── Stored records ──
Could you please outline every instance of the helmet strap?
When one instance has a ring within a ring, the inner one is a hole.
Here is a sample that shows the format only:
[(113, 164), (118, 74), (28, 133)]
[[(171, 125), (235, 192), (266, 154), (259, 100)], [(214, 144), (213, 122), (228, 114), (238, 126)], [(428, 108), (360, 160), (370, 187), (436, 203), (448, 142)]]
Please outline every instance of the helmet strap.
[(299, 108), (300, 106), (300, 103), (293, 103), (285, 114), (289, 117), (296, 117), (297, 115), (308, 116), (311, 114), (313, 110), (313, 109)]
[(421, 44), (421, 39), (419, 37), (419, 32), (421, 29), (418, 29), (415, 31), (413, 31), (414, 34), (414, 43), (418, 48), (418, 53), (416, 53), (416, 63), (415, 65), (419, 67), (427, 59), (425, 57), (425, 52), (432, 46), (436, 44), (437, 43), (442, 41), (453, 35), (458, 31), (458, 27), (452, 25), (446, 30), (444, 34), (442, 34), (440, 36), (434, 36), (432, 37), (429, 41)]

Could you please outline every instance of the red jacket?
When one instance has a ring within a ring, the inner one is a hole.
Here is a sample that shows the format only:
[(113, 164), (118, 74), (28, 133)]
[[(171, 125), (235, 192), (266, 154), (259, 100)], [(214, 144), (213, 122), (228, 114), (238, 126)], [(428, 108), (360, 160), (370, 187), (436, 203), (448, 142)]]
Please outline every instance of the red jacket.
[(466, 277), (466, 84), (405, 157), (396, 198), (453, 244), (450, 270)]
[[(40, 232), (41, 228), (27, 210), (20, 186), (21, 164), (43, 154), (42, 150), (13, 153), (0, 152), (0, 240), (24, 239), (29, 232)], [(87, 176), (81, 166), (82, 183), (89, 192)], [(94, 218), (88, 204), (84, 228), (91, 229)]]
───
### [What to do]
Reproduce all of the data above verbatim, line for line.

### [Task output]
Could you please outline every instance of the helmet strap?
When one instance has a ring within a ring, the inner one is a hole.
Here is a sample that shows the format only:
[(113, 164), (118, 74), (28, 133)]
[[(171, 125), (235, 192), (266, 154), (259, 100)], [(214, 144), (213, 122), (228, 114), (238, 126)], [(428, 108), (360, 160), (370, 187), (436, 203), (448, 142)]]
Please outline every instance of the helmet strap.
[(299, 108), (300, 106), (300, 103), (293, 103), (285, 114), (289, 117), (296, 117), (297, 115), (308, 116), (311, 114), (313, 110), (313, 109)]
[(421, 44), (421, 39), (419, 37), (419, 32), (421, 29), (418, 29), (415, 31), (413, 31), (414, 34), (414, 43), (418, 48), (418, 53), (416, 53), (416, 63), (415, 65), (419, 67), (427, 59), (425, 57), (425, 52), (432, 46), (436, 44), (437, 43), (442, 41), (453, 35), (458, 31), (458, 27), (452, 25), (446, 30), (444, 34), (442, 34), (440, 36), (434, 36), (432, 37), (429, 41)]

Could you please outline every instance of the red jacket?
When one instance has a ring within a ring, the inner one is a hole.
Here is a sample that shows the format only:
[(113, 164), (118, 74), (28, 133)]
[[(171, 125), (235, 192), (266, 154), (259, 100)], [(214, 144), (213, 122), (228, 114), (238, 126)], [(428, 108), (360, 160), (370, 187), (436, 203), (448, 142)]]
Please outline every instance of the red jacket.
[(466, 277), (466, 84), (405, 157), (396, 198), (453, 244), (450, 270)]
[[(40, 232), (41, 228), (27, 210), (20, 186), (21, 164), (43, 154), (42, 150), (13, 153), (0, 152), (0, 240), (24, 239), (29, 232)], [(87, 176), (81, 166), (82, 183), (89, 192)], [(94, 218), (88, 204), (84, 228), (91, 229)]]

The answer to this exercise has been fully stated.